▶ Aim:
Rewrite the entries from the line containing "floor in this image?" through the end of the entries, inclusive, as a JSON list of strings with one string per line, leaving out blank lines.

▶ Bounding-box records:
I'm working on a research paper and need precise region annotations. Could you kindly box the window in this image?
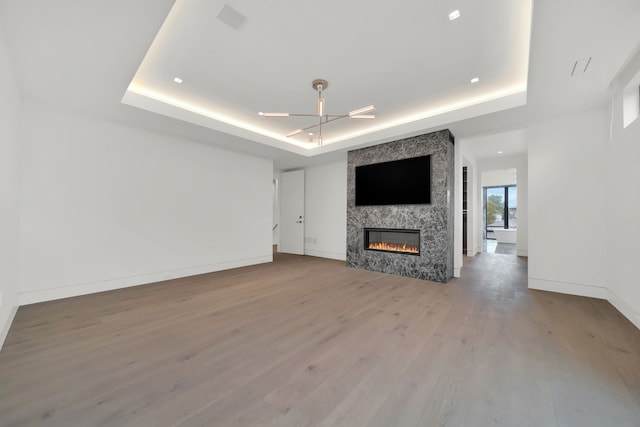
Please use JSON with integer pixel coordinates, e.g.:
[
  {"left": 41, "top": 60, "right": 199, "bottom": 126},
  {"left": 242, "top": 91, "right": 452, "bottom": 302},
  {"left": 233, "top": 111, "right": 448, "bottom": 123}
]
[{"left": 484, "top": 185, "right": 518, "bottom": 239}]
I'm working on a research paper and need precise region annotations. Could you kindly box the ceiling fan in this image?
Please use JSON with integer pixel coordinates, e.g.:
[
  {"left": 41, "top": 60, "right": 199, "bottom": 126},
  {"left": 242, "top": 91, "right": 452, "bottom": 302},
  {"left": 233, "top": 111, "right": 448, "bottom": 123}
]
[{"left": 258, "top": 79, "right": 376, "bottom": 146}]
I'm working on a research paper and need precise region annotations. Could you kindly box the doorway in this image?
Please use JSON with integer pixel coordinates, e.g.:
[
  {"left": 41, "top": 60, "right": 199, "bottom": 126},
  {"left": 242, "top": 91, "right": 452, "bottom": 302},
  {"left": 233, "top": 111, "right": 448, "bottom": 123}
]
[{"left": 482, "top": 169, "right": 518, "bottom": 255}]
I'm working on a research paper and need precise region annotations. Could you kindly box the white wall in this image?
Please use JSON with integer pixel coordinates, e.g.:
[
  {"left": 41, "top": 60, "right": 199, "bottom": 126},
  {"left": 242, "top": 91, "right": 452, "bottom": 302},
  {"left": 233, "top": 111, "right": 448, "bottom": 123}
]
[
  {"left": 304, "top": 157, "right": 347, "bottom": 260},
  {"left": 604, "top": 51, "right": 640, "bottom": 328},
  {"left": 475, "top": 154, "right": 531, "bottom": 256},
  {"left": 518, "top": 109, "right": 610, "bottom": 298},
  {"left": 0, "top": 21, "right": 21, "bottom": 348},
  {"left": 480, "top": 168, "right": 518, "bottom": 187},
  {"left": 20, "top": 104, "right": 273, "bottom": 304}
]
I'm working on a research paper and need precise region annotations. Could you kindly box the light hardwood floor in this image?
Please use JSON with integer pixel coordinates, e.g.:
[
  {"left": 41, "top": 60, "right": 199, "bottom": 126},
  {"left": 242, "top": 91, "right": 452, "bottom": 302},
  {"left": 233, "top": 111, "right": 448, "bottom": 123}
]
[{"left": 0, "top": 254, "right": 640, "bottom": 427}]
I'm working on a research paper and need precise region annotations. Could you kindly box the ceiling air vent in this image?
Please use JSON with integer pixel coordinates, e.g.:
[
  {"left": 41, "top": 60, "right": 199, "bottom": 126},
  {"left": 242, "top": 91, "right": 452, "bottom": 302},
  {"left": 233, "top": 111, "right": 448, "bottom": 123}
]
[
  {"left": 571, "top": 56, "right": 591, "bottom": 77},
  {"left": 216, "top": 3, "right": 247, "bottom": 30}
]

▶ Reply to the task:
[
  "I'm working on a research paper and need precise region annotations. Could you kindly box the light hardwood floor in this image?",
  "Please use JSON with integer pixel coordinates, e.g.:",
  "[",
  "  {\"left\": 41, \"top\": 60, \"right\": 199, \"bottom\": 126},",
  "  {\"left\": 242, \"top\": 91, \"right\": 452, \"bottom\": 302},",
  "  {\"left\": 233, \"top\": 111, \"right\": 448, \"bottom\": 123}",
  "]",
  "[{\"left\": 0, \"top\": 254, \"right\": 640, \"bottom\": 427}]",
  "I'm working on a research paper and need precise region annotations. Could you kindly box the ceiling air vent in this image?",
  "Please use JSON with integer pixel coordinates, e.g.:",
  "[",
  "  {\"left\": 41, \"top\": 60, \"right\": 199, \"bottom\": 126},",
  "  {\"left\": 242, \"top\": 91, \"right\": 452, \"bottom\": 302},",
  "  {\"left\": 233, \"top\": 111, \"right\": 448, \"bottom\": 123}",
  "]",
  "[",
  "  {\"left\": 571, \"top\": 56, \"right\": 591, \"bottom\": 77},",
  "  {\"left\": 216, \"top\": 3, \"right\": 247, \"bottom\": 30}",
  "]"
]